Pictures are not part of the copy; retype all the records below exactly.
--- Records for processing Enclosed Below ---
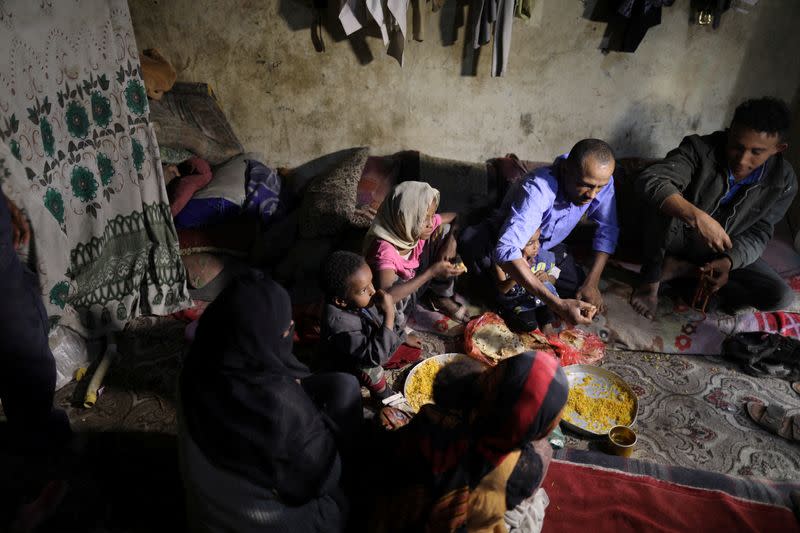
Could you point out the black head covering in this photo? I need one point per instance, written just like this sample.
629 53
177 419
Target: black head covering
240 396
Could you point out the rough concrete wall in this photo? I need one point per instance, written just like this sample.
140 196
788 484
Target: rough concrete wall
292 103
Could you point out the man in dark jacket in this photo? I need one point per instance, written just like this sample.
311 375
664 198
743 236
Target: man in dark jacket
714 203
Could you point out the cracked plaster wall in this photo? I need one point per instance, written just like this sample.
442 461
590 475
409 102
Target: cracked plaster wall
292 103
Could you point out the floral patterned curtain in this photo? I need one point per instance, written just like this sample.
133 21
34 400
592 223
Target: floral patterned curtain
78 153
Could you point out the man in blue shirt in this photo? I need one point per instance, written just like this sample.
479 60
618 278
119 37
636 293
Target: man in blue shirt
714 202
554 199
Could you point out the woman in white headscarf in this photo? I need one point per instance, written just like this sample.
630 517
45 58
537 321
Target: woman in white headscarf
410 249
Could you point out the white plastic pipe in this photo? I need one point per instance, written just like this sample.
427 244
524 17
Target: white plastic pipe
97 379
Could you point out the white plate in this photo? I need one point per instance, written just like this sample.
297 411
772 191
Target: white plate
441 359
601 377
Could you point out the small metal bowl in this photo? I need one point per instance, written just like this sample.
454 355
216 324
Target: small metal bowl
621 440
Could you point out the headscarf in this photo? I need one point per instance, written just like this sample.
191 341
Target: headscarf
442 457
242 403
401 215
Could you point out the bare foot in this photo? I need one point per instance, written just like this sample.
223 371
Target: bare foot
645 299
413 341
677 268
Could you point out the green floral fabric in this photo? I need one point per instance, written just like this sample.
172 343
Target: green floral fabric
78 154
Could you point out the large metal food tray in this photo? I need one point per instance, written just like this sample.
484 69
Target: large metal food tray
441 359
575 374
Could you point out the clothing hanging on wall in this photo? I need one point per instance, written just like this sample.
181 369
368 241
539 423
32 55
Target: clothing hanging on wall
398 24
629 21
523 9
493 17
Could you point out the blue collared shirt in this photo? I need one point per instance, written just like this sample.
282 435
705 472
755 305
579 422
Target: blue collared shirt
733 186
536 201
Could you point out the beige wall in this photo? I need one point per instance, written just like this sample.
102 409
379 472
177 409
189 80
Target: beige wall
292 103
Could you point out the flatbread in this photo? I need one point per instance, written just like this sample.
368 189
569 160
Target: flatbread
497 341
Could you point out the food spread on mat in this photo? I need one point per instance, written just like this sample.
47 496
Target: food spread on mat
495 340
606 406
419 390
459 264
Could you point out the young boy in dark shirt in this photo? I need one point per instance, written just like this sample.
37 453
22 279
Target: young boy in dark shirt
358 326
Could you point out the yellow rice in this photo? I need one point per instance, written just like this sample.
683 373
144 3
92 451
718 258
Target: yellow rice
420 388
613 406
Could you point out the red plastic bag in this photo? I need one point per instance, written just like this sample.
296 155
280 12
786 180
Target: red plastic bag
577 347
570 346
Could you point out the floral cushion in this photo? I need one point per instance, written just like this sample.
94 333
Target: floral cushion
329 201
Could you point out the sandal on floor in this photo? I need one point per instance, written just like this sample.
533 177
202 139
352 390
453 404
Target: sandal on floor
774 419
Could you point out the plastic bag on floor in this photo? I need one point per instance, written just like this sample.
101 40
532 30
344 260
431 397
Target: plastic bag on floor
528 516
70 352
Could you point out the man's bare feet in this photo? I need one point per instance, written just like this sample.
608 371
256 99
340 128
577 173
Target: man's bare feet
645 299
413 341
677 268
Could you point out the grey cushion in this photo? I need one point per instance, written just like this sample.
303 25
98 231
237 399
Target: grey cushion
229 180
329 201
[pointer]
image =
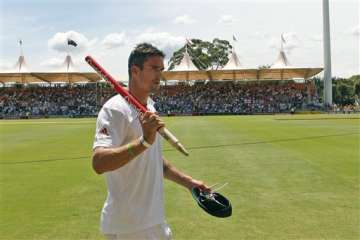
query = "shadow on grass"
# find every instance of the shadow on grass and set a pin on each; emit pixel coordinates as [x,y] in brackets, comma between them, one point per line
[189,148]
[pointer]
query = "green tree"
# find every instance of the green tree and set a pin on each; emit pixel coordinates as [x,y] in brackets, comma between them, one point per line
[204,54]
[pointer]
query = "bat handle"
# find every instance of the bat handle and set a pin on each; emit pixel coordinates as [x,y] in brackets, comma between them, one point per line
[168,136]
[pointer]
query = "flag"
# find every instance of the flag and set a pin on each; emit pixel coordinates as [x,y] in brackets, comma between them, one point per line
[189,42]
[72,42]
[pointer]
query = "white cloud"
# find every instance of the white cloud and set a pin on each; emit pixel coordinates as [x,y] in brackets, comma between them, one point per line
[316,38]
[53,62]
[184,19]
[59,42]
[227,19]
[162,40]
[355,31]
[114,40]
[260,35]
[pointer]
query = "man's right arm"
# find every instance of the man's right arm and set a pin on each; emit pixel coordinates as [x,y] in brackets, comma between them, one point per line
[108,159]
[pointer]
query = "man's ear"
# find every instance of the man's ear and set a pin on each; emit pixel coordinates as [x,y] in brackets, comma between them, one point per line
[135,70]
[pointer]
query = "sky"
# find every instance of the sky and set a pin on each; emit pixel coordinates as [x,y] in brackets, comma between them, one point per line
[108,30]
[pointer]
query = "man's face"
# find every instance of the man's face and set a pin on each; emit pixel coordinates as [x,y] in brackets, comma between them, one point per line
[148,78]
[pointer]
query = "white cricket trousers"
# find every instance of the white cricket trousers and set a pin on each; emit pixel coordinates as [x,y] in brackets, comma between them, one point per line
[158,232]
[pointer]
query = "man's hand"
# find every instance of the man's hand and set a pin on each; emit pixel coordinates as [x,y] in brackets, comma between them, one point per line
[150,123]
[197,183]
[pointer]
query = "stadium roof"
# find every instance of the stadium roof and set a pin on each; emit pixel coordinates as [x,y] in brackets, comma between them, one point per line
[279,70]
[243,74]
[48,77]
[233,62]
[67,73]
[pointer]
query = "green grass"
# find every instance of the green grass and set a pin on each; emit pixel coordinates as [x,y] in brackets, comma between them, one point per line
[290,177]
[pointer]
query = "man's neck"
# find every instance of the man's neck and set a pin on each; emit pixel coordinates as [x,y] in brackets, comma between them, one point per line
[141,96]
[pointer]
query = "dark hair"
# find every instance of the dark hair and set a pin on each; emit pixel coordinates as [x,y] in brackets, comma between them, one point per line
[141,53]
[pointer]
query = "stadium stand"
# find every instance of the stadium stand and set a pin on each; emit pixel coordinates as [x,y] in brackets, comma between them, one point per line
[229,97]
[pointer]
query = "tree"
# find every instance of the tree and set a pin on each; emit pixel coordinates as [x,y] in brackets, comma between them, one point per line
[204,54]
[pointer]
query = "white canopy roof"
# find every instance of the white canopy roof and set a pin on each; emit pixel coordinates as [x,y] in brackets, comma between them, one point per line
[233,62]
[186,64]
[281,61]
[20,65]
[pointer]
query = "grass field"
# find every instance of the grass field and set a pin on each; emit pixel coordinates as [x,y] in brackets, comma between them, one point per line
[290,177]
--- End of Enclosed Records for processing ---
• **Output of the exercise**:
Could you point out the black head covering in this photo? I need one point per instance, written just like this sample.
629 53
177 419
Target: black head covering
240 396
Could you point out the rough concrete wall in this photo? I need one point per instance, written just like this sample.
140 196
788 484
Target: rough concrete wall
292 103
Could you point out the man in dark jacket in this photo? I need one point per instance, written just like this sample.
311 375
664 198
743 236
Target: man in dark jacket
714 203
Could you point out the cracked plaster wall in this photo? I need one point per instance, written just like this sample.
442 461
590 475
409 102
Target: cracked plaster wall
292 103
Could you point out the floral patterned curtain in this photo? I need one point per instance, written just like this sample.
133 21
34 400
592 223
Target: floral patterned curtain
78 153
Could you point out the man in blue shirt in this photo? I need one point per instance, written just like this sample.
479 60
618 278
119 37
636 293
Target: man in blue shirt
714 202
554 199
Could you point out the woman in white headscarf in this photo? I need one point per instance, written just like this sample.
630 517
45 58
537 321
Target: woman in white headscarf
410 249
Could you point out the white plastic pipe in this photo? I need one point per instance, written just like this sample.
427 244
524 17
Target: white plastic pipe
97 379
Could you point out the white plate in this photo? I need one point per instance, written just like this sample.
297 411
772 191
Target: white plate
441 359
601 377
Could you point out the small metal bowl in this photo? I need one point per instance, written just like this sample.
454 355
216 324
Target: small metal bowl
621 440
Could you point out the headscarf in this photo? I need one point per instance, written just like this sample.
191 341
Target: headscarf
442 457
242 403
401 215
Could you point out the bare foot in this photo? I need one point per instance, written just like this sample.
223 371
Target: bare foot
645 299
413 341
677 268
Could you point out the green floral fabric in this photo? I need one point per instance, written just like this sample.
172 343
Target: green floral fabric
78 154
Could you point out the large metal food tray in this photo? I need one point per instance, written just like this sample.
484 69
Target: large metal food tray
441 359
575 374
Could you point out the clothing hanging on wall in this photo? I need one point per instance, written just like this sample.
181 369
368 241
539 423
32 55
Target: clothing hanging on wall
398 24
629 21
523 9
493 17
Could you point out the blue collared shirt in this photo? I need one point per instance, written just like this sample.
282 435
705 472
755 305
579 422
Target: blue collared shirt
733 186
536 201
Could you point out the beige wall in this photo? I need one point per instance, written just like this sample.
102 409
379 472
177 409
189 80
Target: beige wall
292 103
Could you point out the flatbread in this photo? I need one point per instance, written just like this sample.
368 189
569 160
Target: flatbread
497 341
Could you point out the food spread on mat in this photo? I need one point per instance, written just like this sample.
47 496
Target: food spread on mat
495 340
606 406
419 390
459 264
Could you point out the young boy in dark shirt in this photo? I need one point per instance, written just like this sample.
37 453
22 279
Target: young boy in dark shirt
358 326
Could you point out the yellow rice in this photo? I need one point per instance, written just like this sample.
683 373
144 3
92 451
718 258
Target: yellow rice
420 388
613 406
Could you point out the red plastic bag in this photo? I need one point per instance, written just like this sample.
296 155
280 12
786 180
Target: red plastic bag
577 347
570 346
Could you point out the floral cushion in this photo? I need one point per instance, written just like this sample.
94 333
Target: floral cushion
329 201
Could you point out the sandal on floor in this photo? I need one point per instance, written just like this sample.
533 177
202 139
352 390
453 404
Target: sandal on floor
774 419
Could you point out the plastic bag on floor in this photo? I need one point per instance, written just like this sample.
101 40
532 30
344 260
431 397
Target: plastic bag on floor
528 516
70 352
Could you point out the man's bare feet in this photo? I need one point per instance, written just like this sample.
608 371
256 99
340 128
577 173
Target: man's bare feet
645 299
413 341
677 268
Could you point out the grey cushion in this photo? I need one point per instance, written just like this sample.
303 25
98 231
237 399
Target: grey cushion
229 180
329 201
[pointer]
image =
query = "shadow on grass"
# find every instance of the shadow on grass and set a pin on each; emit pixel coordinates as [x,y] in brackets, comma between them, one point per line
[189,148]
[pointer]
query = "green tree"
# find every instance of the green tree and set a pin on each; emit pixel coordinates as [x,y] in brackets, comma between them, one point per line
[204,54]
[pointer]
query = "bat handle"
# find every instance of the bat handle and set a pin on each; emit pixel coordinates as [x,y] in brackets, comma between them, one point per line
[168,136]
[pointer]
query = "flag"
# find every instance of the flag and set a pin on each; emit pixel coordinates as [x,y] in brackets, comma between them, one point per line
[189,42]
[72,42]
[pointer]
query = "white cloud"
# find every instance of the white cloud and set a pin on each; emit pixel coordinates as [x,y] in brackets, comma between them, one point per line
[316,38]
[53,62]
[184,19]
[59,42]
[227,19]
[162,40]
[355,31]
[114,40]
[260,35]
[pointer]
query = "man's right arm"
# find every instance of the man's right arm and set a pin on each; emit pixel coordinates as [x,y] in brackets, comma between them, one point per line
[108,159]
[pointer]
query = "man's ear"
# find every instance of the man's ear and set a pin on each; emit pixel coordinates as [x,y] in brackets, comma between them, one point per line
[135,70]
[pointer]
query = "sky"
# find every instance of the sky and set a pin on each; emit pixel coordinates as [x,y] in brackets, comma between them, one point per line
[108,30]
[pointer]
query = "man's face"
# find every instance of the man's face and set a pin on each; emit pixel coordinates as [x,y] in brackets, comma between them, one point per line
[148,78]
[pointer]
query = "white cricket trousers"
# find every instance of the white cricket trousers and set a pin on each; emit pixel coordinates as [x,y] in brackets, comma between them, one point per line
[158,232]
[pointer]
query = "man's hand"
# find every instance of the man's hand and set a pin on each; emit pixel coordinates as [x,y] in brackets, comma between them, one point per line
[150,123]
[197,183]
[pointer]
query = "stadium roof"
# find every instance of the stadium roof and set a pin on each; emit pixel coordinates as [x,y] in brackets, comma between them, one point per line
[279,70]
[243,74]
[48,77]
[233,62]
[67,73]
[pointer]
query = "green grass"
# find every instance of the green grass and set a pin on each; emit pixel coordinates as [x,y] in brackets, comma between them, one point per line
[290,177]
[pointer]
query = "man's neck"
# find every instance of the man's neck and set a pin on each; emit pixel coordinates as [x,y] in brackets, comma between them, one point per line
[141,96]
[pointer]
query = "dark hair"
# find every instance of the dark hair and set a pin on each; emit pixel coordinates as [x,y] in brackets, comma between them, one point per line
[141,53]
[pointer]
query = "stadium stand"
# find every instance of the stadium stand and set a pin on each; emit pixel coordinates as [x,y] in brackets, comma between them, one point per line
[229,97]
[pointer]
query = "tree"
# find every instance of the tree and set a pin on each; emit pixel coordinates as [x,y] in brackets, comma between them, one point per line
[204,54]
[pointer]
query = "white canopy roof"
# find every instance of the white canopy roof and set a pin on each; emit pixel coordinates as [x,y] in brackets, comma between them, one point per line
[233,62]
[186,64]
[281,61]
[20,65]
[pointer]
query = "grass field"
# find every instance of the grass field and set a pin on each; emit pixel coordinates as [x,y] in brackets, comma between them, one point per line
[290,177]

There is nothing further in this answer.